◆ INPUT ROWS ◆
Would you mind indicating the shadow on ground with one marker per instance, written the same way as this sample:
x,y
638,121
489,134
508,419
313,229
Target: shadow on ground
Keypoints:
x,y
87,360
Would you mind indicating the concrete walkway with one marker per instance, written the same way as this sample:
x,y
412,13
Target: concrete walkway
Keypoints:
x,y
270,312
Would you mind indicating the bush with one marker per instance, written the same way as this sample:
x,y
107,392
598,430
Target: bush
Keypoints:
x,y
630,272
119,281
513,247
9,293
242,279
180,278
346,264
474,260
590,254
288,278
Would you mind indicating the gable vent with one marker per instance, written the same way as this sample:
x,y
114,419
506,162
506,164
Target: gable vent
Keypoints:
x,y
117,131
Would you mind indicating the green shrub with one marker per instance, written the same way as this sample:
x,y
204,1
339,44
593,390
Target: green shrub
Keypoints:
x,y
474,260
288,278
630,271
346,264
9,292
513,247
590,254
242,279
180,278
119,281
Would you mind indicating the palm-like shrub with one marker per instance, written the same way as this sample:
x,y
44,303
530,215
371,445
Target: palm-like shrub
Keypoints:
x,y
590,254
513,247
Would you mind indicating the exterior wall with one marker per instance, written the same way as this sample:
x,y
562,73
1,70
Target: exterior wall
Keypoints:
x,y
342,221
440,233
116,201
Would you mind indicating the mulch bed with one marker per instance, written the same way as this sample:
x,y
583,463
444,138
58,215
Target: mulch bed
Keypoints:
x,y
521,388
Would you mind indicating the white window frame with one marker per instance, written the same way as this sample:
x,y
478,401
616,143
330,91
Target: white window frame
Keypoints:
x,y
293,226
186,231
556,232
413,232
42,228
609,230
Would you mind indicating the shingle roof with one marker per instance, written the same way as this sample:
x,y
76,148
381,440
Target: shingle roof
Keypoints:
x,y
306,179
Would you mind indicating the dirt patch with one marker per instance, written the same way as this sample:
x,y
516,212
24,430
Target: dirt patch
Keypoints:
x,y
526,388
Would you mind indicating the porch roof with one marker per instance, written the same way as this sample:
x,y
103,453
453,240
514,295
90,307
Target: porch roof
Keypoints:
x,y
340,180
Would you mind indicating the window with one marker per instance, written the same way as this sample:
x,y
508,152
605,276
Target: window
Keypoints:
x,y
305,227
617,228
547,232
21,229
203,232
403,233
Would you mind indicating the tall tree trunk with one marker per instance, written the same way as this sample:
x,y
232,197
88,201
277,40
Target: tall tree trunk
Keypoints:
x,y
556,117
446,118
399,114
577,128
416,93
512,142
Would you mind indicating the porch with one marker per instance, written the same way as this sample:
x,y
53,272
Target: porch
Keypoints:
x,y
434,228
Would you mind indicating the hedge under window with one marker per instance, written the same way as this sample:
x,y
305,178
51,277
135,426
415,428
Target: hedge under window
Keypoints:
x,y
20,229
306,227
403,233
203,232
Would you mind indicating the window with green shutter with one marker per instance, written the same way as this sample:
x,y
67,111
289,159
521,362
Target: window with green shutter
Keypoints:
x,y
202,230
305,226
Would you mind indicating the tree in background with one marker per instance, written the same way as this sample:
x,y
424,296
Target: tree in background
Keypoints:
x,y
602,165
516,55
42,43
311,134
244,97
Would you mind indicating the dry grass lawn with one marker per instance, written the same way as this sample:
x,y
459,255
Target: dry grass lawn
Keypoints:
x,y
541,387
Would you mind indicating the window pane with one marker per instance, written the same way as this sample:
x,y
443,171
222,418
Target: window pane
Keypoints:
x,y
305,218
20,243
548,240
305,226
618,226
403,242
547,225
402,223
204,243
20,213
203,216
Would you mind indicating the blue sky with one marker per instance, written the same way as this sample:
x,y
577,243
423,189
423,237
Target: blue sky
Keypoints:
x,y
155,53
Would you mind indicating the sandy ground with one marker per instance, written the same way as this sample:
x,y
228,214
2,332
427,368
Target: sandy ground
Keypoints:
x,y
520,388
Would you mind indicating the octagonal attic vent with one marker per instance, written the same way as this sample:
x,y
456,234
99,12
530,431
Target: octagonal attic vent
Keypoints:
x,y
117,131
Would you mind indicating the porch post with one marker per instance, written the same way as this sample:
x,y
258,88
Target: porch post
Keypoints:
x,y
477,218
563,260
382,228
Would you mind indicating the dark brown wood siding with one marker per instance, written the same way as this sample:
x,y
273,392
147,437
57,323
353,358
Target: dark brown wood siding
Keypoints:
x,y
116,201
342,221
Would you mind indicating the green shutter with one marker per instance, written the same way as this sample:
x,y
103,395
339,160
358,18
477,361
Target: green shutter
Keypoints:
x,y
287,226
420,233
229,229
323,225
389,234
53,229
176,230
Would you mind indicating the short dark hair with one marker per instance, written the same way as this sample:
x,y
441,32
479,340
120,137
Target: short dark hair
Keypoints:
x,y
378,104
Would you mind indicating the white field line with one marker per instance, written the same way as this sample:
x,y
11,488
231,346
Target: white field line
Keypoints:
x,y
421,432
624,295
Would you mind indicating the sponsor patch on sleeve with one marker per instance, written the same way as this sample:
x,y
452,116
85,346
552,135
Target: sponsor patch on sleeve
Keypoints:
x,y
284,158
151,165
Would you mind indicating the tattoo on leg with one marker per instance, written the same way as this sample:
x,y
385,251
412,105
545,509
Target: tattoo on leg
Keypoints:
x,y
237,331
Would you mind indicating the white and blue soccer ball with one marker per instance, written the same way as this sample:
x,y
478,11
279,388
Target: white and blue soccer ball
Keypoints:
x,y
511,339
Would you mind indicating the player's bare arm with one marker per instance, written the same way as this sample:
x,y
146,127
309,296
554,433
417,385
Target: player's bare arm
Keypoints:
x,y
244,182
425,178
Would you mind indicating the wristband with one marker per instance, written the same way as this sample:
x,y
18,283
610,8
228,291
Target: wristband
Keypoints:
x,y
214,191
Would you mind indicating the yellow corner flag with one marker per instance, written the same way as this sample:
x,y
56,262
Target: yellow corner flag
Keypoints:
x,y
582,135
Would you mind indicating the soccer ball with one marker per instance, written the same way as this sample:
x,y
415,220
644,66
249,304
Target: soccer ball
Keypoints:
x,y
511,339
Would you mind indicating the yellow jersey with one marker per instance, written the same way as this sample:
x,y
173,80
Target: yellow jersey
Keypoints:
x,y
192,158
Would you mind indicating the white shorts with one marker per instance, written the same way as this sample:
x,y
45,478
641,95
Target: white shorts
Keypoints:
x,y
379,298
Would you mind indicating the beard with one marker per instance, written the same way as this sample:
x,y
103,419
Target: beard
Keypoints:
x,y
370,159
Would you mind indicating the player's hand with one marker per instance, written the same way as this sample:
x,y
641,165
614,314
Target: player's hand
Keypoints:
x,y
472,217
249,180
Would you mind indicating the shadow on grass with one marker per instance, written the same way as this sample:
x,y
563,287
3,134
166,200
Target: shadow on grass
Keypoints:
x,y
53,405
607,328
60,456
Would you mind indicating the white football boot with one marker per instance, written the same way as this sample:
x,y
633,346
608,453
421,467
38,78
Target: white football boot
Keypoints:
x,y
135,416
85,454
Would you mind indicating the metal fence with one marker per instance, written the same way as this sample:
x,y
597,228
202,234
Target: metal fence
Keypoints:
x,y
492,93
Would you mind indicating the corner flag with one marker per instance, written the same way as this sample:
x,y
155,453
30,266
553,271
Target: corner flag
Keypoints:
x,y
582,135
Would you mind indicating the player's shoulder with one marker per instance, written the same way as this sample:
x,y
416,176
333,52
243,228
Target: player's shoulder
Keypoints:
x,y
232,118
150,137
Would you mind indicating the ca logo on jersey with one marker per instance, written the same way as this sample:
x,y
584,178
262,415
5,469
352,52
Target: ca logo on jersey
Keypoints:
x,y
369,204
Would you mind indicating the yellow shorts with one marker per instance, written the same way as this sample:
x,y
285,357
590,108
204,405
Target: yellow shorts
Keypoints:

◆ GIVEN REQUEST ◆
Can you render the records, from the line with "Would you mind indicating the yellow jersey" through the end of the records, as a Markdown table with columns Row and Line, numbering each line and leaving out blank lines?

◆ EXERCISE OUTPUT ◆
| Row | Line |
|---|---|
| 1 | Would you mind indicating the yellow jersey with one marker per instance, written the same way as this sample: |
| 2 | x,y |
| 3 | 173,80 |
| 4 | Target: yellow jersey |
| 5 | Keypoints: |
| 6 | x,y |
| 7 | 192,158 |
| 8 | Would you mind indicating the white shorts with one marker per instance, written the same way as this sample: |
| 9 | x,y |
| 10 | 45,478 |
| 11 | 641,95 |
| 12 | Target: white shorts |
| 13 | Keypoints: |
| 14 | x,y |
| 15 | 379,298 |
| 16 | Would you mind indicating the beard with one marker per instance, written the same way as this sample: |
| 17 | x,y |
| 18 | 103,419 |
| 19 | Target: beard |
| 20 | Keypoints: |
| 21 | x,y |
| 22 | 370,159 |
| 23 | Would you mind indicating the player's hand with one marker per instance, written the same way as this sample: |
| 24 | x,y |
| 25 | 641,165 |
| 26 | 614,314 |
| 27 | Target: player's hand |
| 28 | Keypoints: |
| 29 | x,y |
| 30 | 472,217 |
| 31 | 249,180 |
| 32 | Would you mind indicating the shadow on grass with one marker per instance, written the same way as this sample: |
| 33 | x,y |
| 34 | 563,287 |
| 35 | 3,134 |
| 36 | 166,200 |
| 37 | Target: shadow on grass |
| 38 | Keypoints: |
| 39 | x,y |
| 40 | 53,405 |
| 41 | 607,328 |
| 42 | 60,456 |
| 43 | Would you mind indicating the white football boot with one marker per instance, written the same way as this sample: |
| 44 | x,y |
| 45 | 633,346 |
| 46 | 608,453 |
| 47 | 421,467 |
| 48 | 38,78 |
| 49 | Target: white football boot |
| 50 | Keypoints: |
| 51 | x,y |
| 52 | 135,416 |
| 53 | 85,454 |
| 54 | Would you mind indicating the metal fence with one marker per instance, written the same way as this sample: |
| 55 | x,y |
| 56 | 597,228 |
| 57 | 202,234 |
| 58 | Target: metal fence |
| 59 | Keypoints: |
| 60 | x,y |
| 61 | 492,93 |
| 62 | Would you mind indicating the corner flag with one marker per instance, written the same way as this sample: |
| 63 | x,y |
| 64 | 155,453 |
| 65 | 30,266 |
| 66 | 553,271 |
| 67 | Target: corner flag |
| 68 | Keypoints: |
| 69 | x,y |
| 70 | 582,135 |
| 71 | Would you mind indicating the player's shoulder with one marker per instance, written the same way as this sample: |
| 72 | x,y |
| 73 | 416,176 |
| 74 | 333,52 |
| 75 | 243,228 |
| 76 | Target: player's shoulder |
| 77 | Keypoints: |
| 78 | x,y |
| 79 | 232,118 |
| 80 | 150,137 |
| 81 | Would you mind indicating the ca logo on jersey with one marker per instance, written the same way as this sample: |
| 82 | x,y |
| 83 | 584,178 |
| 84 | 262,415 |
| 85 | 5,469 |
| 86 | 352,52 |
| 87 | Target: ca logo on jersey |
| 88 | Keypoints: |
| 89 | x,y |
| 90 | 369,204 |
| 91 | Would you mind indicating the yellow shorts with one marker per instance, written the same way as this sample: |
| 92 | x,y |
| 93 | 285,357 |
| 94 | 590,108 |
| 95 | 204,405 |
| 96 | Target: yellow shorts |
| 97 | Keypoints: |